## [Named object pointing entries]
BEGIN

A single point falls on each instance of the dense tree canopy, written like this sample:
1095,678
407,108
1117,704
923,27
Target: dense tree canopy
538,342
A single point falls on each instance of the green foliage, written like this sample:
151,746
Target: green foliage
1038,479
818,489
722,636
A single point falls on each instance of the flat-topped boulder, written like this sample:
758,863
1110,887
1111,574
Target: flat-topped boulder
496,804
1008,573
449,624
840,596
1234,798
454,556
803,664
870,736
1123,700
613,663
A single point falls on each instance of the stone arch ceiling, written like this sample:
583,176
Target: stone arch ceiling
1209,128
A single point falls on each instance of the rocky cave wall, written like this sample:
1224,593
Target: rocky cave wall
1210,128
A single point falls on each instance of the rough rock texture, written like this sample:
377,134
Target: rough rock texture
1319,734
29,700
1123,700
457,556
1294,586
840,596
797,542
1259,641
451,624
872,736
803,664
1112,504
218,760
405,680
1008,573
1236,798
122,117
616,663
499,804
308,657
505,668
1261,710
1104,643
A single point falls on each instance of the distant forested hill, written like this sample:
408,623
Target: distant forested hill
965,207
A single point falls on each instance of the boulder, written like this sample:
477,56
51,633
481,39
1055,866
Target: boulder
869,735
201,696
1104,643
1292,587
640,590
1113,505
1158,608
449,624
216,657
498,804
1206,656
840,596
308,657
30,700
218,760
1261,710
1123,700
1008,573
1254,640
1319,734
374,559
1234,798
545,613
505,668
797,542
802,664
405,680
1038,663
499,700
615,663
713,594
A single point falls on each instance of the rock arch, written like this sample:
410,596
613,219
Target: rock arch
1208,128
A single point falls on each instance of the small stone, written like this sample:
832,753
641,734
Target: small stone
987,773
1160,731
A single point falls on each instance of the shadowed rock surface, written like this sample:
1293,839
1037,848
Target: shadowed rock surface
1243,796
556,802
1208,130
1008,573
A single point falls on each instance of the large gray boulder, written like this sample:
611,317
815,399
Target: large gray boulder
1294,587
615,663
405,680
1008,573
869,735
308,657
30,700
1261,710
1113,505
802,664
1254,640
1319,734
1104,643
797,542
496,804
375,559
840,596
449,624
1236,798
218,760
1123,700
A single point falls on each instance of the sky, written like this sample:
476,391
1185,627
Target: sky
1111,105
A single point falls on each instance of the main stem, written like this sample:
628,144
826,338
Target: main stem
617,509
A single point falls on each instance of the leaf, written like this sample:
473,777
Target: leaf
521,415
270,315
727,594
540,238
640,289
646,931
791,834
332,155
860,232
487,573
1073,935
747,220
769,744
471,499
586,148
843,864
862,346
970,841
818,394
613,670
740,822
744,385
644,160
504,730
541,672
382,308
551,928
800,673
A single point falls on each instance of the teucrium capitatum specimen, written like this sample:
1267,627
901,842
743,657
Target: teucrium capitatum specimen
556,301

END

## [Instructions to follow]
In the entries above, take the line containing "rock arch, written" and each later line through the last, and repeat them exactly. Output nothing else.

## [Response to this task]
A single point falls on each instance of the rock arch, written like this sample:
410,596
613,219
Target: rock arch
1208,128
A single point falls on each instance of the small stone, written like this sample:
832,753
641,734
Target: small stone
987,773
1160,731
A single point falls on each instance of the shadowed rock surface, written like this sample:
1293,839
1037,848
Target: shadowed rock surface
1243,796
556,802
1208,130
1008,573
A single point falls on each instance of the large gray boulder, written like this sample:
611,317
815,399
Target: large gray boulder
1294,587
615,663
405,680
1008,573
869,735
308,657
30,700
1261,710
1113,505
802,664
1254,640
1319,734
1104,643
797,542
496,804
375,559
840,596
449,624
1236,798
218,760
1123,700
A single point falls on each instance of the sky, written like this sample:
476,391
1185,627
Target: sky
1111,105
A single point falls on each instance of the main stem, written like this sample:
628,144
826,338
Target: main stem
617,509
A single point falls on each instance of the leaf, written like this sample:
473,777
Target: leaf
521,415
270,315
727,594
540,238
640,289
646,931
791,834
332,155
860,232
487,573
1073,935
747,220
769,744
471,499
586,148
843,864
862,346
970,841
818,394
613,670
740,822
744,385
644,160
504,730
541,672
382,308
551,928
800,673
A single point falls on each instance of the teucrium capitatum specimen, written like this sample:
1267,627
901,842
743,657
Target: teucrium capitatum specimen
556,301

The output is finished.